● Exercise goal
When you reproduce the data, keep every word exactly as it stands and leave the pictures out.

++++++

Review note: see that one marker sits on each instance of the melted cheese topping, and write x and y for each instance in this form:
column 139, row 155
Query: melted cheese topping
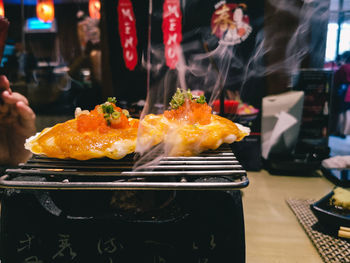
column 65, row 141
column 184, row 139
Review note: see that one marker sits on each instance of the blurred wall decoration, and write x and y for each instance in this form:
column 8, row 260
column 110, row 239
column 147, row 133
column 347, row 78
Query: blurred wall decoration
column 2, row 8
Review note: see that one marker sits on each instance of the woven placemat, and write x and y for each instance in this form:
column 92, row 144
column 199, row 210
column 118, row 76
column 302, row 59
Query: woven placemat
column 331, row 248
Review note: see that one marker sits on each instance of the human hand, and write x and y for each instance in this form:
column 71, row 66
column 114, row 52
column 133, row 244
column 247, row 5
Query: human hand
column 17, row 123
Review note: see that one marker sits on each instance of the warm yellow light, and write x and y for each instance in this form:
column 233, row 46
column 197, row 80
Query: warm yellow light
column 45, row 10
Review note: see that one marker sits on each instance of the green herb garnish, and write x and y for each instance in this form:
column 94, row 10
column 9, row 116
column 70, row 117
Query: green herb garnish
column 201, row 99
column 109, row 113
column 116, row 115
column 180, row 96
column 107, row 108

++++++

● Answer to this exercise
Review note: see that one marker sits on each instance of the melted cheese topping, and write x and y for each instance in this form:
column 139, row 155
Query: melted cheese topping
column 65, row 141
column 184, row 139
Review note: see that one marker sits on each instance of the blurred wall decoration, and write x and y for each instance in this form:
column 8, row 260
column 110, row 239
column 147, row 133
column 347, row 78
Query: blurred wall decoration
column 2, row 8
Review note: see that one marker sits on each instance of the woven placemat, and write x and y for each instance in this form:
column 92, row 144
column 199, row 210
column 118, row 76
column 302, row 59
Query: woven placemat
column 331, row 248
Review note: see that one marker sits on each instance of the human hand, and write x and y for each instance in this form:
column 71, row 66
column 114, row 52
column 133, row 244
column 247, row 5
Query: human hand
column 17, row 123
Review note: see that one marker sits on each instance of the warm yellow light, and write x and y for each instance in this form:
column 233, row 46
column 197, row 80
Query: warm yellow light
column 45, row 10
Review note: see that one marker sits on each instance of the green herb garnish, and write x and y for each instance in this form:
column 94, row 10
column 9, row 116
column 70, row 117
Query: green herb garnish
column 201, row 99
column 109, row 113
column 116, row 115
column 180, row 96
column 107, row 108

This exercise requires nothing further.